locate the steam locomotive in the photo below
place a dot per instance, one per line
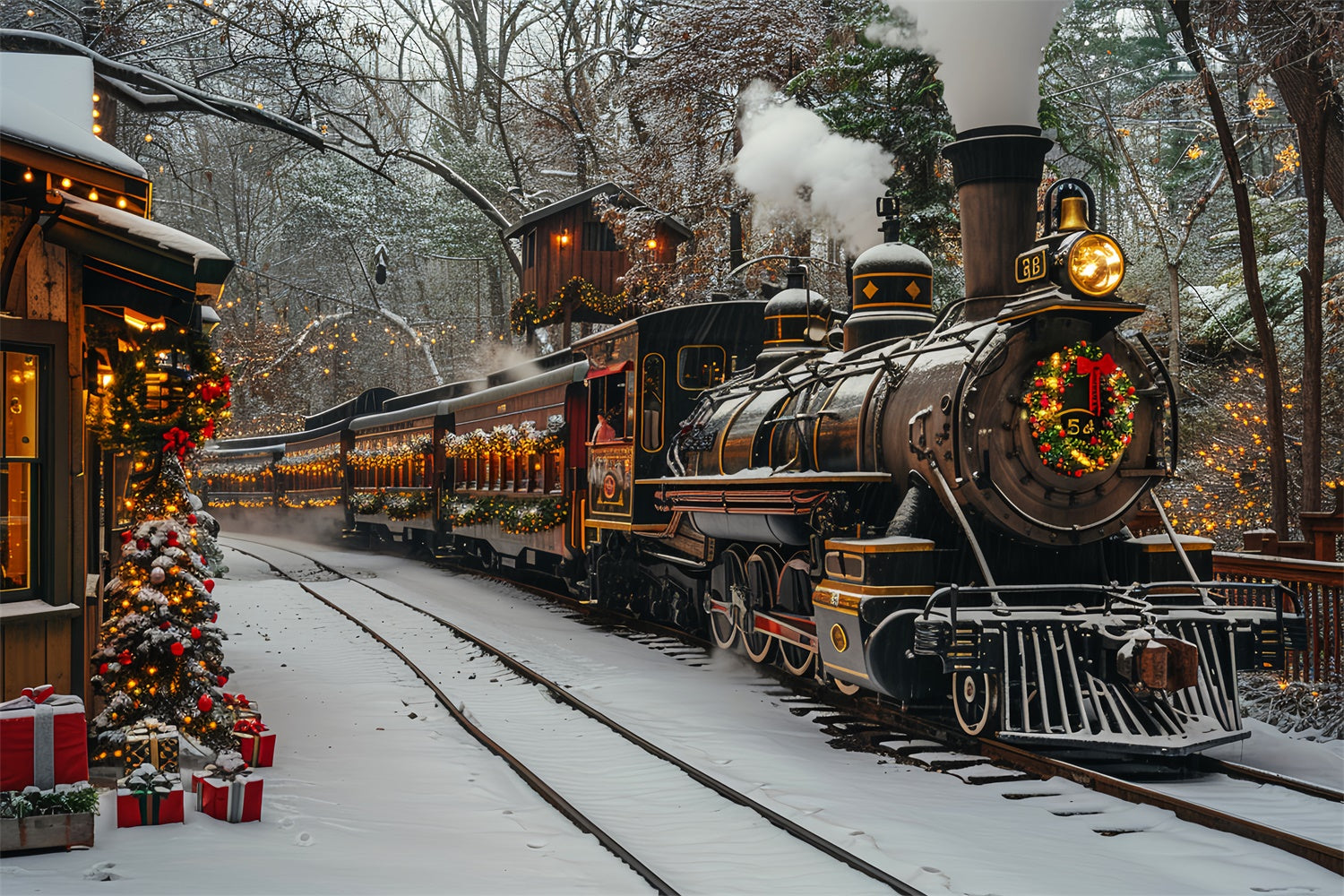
(932, 508)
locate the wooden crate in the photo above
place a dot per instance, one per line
(46, 831)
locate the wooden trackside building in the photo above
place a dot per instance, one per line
(569, 239)
(83, 266)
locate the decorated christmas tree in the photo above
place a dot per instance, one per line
(160, 651)
(161, 654)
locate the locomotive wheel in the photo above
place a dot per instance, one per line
(723, 629)
(762, 581)
(844, 686)
(975, 699)
(795, 659)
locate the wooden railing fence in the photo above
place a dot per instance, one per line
(1320, 590)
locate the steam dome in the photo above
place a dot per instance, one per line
(892, 293)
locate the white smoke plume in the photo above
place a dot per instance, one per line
(988, 53)
(793, 164)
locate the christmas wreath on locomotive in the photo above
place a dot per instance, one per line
(927, 506)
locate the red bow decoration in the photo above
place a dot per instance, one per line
(249, 727)
(40, 694)
(1094, 371)
(177, 440)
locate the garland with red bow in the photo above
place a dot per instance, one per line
(168, 392)
(1075, 441)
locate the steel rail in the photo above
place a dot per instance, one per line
(1322, 855)
(728, 793)
(532, 780)
(1043, 766)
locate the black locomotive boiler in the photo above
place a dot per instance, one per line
(927, 506)
(937, 508)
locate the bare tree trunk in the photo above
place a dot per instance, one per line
(1174, 346)
(1250, 273)
(1314, 276)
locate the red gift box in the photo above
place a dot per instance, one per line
(43, 740)
(150, 798)
(255, 743)
(230, 797)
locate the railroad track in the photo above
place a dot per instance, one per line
(703, 813)
(878, 727)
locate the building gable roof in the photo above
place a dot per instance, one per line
(612, 191)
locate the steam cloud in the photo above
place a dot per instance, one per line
(989, 54)
(790, 163)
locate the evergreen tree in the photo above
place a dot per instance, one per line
(160, 654)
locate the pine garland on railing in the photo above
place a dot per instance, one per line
(521, 516)
(507, 440)
(392, 454)
(527, 314)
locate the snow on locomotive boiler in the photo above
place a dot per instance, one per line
(960, 487)
(927, 506)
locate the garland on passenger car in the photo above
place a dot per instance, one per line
(521, 516)
(505, 440)
(392, 454)
(526, 312)
(314, 461)
(1066, 445)
(168, 392)
(394, 504)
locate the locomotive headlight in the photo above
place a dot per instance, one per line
(1094, 263)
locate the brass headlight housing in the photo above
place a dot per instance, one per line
(1094, 263)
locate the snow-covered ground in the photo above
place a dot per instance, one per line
(375, 788)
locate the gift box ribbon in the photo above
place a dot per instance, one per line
(150, 788)
(151, 731)
(42, 700)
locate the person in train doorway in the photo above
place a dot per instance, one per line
(604, 432)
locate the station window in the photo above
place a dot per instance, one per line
(701, 367)
(599, 238)
(530, 249)
(650, 403)
(21, 471)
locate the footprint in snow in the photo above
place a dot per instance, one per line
(102, 871)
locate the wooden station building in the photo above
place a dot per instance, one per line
(569, 239)
(83, 266)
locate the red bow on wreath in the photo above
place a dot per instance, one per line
(177, 440)
(1094, 371)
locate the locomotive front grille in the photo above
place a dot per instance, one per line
(1055, 694)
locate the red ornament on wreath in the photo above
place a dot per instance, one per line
(1081, 406)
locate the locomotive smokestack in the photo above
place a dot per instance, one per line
(997, 172)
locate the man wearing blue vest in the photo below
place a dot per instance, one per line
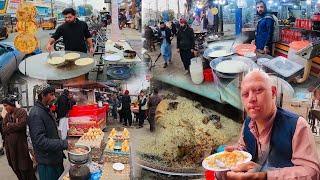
(280, 142)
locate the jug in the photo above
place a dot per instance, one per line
(196, 70)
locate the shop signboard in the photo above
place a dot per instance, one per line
(3, 6)
(13, 6)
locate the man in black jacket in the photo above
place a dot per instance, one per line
(75, 33)
(185, 44)
(165, 35)
(47, 145)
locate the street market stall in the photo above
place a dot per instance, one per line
(58, 65)
(108, 156)
(216, 73)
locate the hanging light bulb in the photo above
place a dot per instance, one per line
(308, 2)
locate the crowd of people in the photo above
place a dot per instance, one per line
(144, 108)
(164, 35)
(42, 121)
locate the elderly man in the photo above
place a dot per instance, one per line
(46, 142)
(15, 140)
(280, 142)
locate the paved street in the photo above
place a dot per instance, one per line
(131, 35)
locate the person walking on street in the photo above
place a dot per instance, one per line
(75, 33)
(185, 44)
(15, 140)
(47, 145)
(165, 35)
(1, 138)
(153, 102)
(126, 108)
(142, 108)
(148, 33)
(115, 106)
(265, 29)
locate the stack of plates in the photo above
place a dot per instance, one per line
(228, 68)
(119, 72)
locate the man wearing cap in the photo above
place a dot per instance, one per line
(75, 33)
(15, 140)
(185, 44)
(46, 142)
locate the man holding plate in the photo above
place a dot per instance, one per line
(75, 33)
(280, 142)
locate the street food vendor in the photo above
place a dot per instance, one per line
(75, 33)
(280, 142)
(15, 140)
(47, 145)
(185, 44)
(265, 28)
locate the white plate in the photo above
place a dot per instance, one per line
(118, 166)
(220, 53)
(56, 60)
(71, 56)
(231, 66)
(84, 61)
(113, 57)
(206, 166)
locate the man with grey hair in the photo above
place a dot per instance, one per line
(280, 142)
(48, 146)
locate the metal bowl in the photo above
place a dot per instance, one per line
(129, 54)
(79, 158)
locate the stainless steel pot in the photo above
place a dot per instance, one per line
(79, 158)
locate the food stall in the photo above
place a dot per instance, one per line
(87, 113)
(84, 117)
(216, 74)
(97, 156)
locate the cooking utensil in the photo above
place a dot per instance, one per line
(230, 50)
(118, 166)
(113, 57)
(79, 158)
(232, 67)
(220, 164)
(129, 54)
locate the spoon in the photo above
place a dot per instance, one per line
(220, 164)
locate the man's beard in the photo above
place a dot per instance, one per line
(261, 13)
(68, 22)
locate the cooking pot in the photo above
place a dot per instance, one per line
(79, 158)
(129, 54)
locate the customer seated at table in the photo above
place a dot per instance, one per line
(280, 142)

== == ==

_SHORT TASK_. Arrange the entries as a numbered list, from the line with "locate the steam dome in the photo above" up to and including the line with "(1314, 276)", leaving out any blank lines.

_WRITTEN ANSWER_.
1. locate the steam dome in the photo above
2. place a dot per instance, one per line
3. (892, 293)
4. locate the white smoke plume in the photo above
5. place a dot per instance, one per line
6. (988, 53)
7. (793, 164)
8. locate the christmas wreath on locomotive in the photo above
9. place a dot per instance, one per line
10. (927, 506)
11. locate the red bow decoration in the photo above
12. place a dot per instance, one per line
13. (249, 727)
14. (40, 694)
15. (1094, 371)
16. (177, 440)
17. locate the garland with red bow in the photo above
18. place a dot per instance, one per line
19. (168, 392)
20. (1075, 441)
21. locate the steel rail in the photo above
22. place a dot per instance, one per line
23. (1322, 855)
24. (728, 793)
25. (532, 780)
26. (1043, 766)
27. locate the black locomotive boiler in the photo above
28. place a dot per instance, one per line
29. (927, 506)
30. (937, 508)
31. locate the bare tree trunk in the photo above
32. place a dot per instance, one per line
33. (1174, 346)
34. (1250, 273)
35. (1314, 276)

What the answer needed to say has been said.